# Work order
Exactly the lines from the line containing "of the foreground" through the last line of the entries below should appear in the answer, reproduced verbatim.

# Referring expression pointing data

++++++++

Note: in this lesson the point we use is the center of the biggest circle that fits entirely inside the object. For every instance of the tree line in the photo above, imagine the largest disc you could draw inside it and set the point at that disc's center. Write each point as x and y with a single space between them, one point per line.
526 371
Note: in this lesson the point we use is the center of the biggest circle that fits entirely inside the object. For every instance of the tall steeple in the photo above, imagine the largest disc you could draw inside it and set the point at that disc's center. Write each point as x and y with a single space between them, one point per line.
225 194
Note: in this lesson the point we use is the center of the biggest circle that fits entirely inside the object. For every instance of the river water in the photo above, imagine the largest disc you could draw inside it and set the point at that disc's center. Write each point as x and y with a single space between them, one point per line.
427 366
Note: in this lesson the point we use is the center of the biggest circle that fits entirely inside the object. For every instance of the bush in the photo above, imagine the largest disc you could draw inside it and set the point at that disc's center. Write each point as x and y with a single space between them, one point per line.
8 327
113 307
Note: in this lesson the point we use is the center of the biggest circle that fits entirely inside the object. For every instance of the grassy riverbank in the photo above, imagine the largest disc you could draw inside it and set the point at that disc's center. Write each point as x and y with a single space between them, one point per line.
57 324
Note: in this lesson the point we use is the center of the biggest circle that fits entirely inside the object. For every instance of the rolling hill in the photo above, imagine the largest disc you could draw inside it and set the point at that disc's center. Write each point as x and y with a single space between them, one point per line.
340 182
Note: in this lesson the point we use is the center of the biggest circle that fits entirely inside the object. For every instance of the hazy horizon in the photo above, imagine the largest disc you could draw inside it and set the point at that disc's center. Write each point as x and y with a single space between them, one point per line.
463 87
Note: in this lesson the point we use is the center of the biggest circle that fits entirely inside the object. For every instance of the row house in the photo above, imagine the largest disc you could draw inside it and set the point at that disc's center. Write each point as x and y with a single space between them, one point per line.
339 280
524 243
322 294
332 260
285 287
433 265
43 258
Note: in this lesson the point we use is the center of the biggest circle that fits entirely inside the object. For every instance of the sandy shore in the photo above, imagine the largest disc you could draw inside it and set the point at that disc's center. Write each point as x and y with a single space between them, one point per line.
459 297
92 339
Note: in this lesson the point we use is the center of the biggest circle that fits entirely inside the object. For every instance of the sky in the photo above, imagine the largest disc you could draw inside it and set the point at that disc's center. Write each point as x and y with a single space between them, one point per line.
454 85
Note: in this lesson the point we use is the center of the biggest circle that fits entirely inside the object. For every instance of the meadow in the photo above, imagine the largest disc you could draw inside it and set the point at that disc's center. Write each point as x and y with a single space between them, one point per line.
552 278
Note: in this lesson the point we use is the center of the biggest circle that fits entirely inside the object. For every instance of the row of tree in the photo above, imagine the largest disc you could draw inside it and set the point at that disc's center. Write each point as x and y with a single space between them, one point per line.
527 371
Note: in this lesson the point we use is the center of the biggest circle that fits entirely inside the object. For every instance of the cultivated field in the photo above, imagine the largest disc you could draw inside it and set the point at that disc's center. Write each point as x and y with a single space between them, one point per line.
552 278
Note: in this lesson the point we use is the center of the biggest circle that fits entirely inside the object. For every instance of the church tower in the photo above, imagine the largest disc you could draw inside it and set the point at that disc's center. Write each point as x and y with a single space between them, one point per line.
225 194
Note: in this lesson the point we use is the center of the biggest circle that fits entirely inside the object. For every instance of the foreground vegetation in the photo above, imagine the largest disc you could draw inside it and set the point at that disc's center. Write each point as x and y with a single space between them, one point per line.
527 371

++++++++

# Result
Note: in this lesson the point we use is the center of the biggest circle that fits entirely inside the object. For every instance of the foreground vegetation in the photo above, imagine the largest disc you could draw inside it and set the point at that disc's center. Write each point as x and y with a single space between them, one point per line.
527 371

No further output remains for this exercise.